**MATERIAL TO PROCESS:**
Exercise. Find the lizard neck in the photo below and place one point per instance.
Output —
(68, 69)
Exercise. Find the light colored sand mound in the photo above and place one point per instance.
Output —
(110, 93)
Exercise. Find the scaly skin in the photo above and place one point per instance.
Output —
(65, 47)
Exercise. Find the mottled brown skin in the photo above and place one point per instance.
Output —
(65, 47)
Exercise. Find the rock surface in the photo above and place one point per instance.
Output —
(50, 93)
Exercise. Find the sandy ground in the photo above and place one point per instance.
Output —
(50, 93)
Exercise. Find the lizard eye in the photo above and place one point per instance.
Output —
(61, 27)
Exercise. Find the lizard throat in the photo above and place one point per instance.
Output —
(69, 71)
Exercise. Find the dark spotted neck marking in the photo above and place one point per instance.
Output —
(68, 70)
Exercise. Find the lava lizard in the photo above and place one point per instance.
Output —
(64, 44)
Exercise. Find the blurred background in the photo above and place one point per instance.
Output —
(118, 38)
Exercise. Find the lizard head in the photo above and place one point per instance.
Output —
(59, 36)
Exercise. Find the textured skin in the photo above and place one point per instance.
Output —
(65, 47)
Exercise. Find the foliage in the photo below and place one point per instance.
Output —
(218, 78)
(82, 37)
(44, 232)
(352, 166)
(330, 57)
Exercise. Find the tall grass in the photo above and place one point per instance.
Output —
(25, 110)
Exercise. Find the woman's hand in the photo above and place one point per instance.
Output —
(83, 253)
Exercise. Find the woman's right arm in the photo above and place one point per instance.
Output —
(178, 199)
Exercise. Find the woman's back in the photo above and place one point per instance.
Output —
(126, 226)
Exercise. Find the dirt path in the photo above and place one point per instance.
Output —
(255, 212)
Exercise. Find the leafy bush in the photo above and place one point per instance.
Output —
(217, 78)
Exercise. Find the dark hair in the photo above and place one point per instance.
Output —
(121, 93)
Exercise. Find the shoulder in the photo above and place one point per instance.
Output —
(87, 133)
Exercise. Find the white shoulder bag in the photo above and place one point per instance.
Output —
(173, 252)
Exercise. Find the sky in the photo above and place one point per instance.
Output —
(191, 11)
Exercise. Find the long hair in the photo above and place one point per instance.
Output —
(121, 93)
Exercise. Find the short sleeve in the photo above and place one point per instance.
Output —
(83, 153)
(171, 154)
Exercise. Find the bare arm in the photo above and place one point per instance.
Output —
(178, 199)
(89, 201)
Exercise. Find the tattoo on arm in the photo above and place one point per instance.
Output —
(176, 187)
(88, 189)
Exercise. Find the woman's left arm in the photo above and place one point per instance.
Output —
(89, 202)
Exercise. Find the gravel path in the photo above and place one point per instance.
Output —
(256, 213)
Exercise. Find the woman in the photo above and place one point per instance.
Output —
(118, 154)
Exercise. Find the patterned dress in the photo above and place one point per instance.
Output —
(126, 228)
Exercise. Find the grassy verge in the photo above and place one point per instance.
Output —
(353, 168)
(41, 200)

**WHAT YOU WILL DO:** Locate all lines in the listing above with the word "skin" and copy them.

**ANSWER TO THIS TASK:**
Exercise. Find the scaly skin in the photo above and place one point per instance.
Exercise. Find the mottled brown skin in the photo above and place one point per instance.
Exercise. Find the textured skin in the photo above and place one point per instance.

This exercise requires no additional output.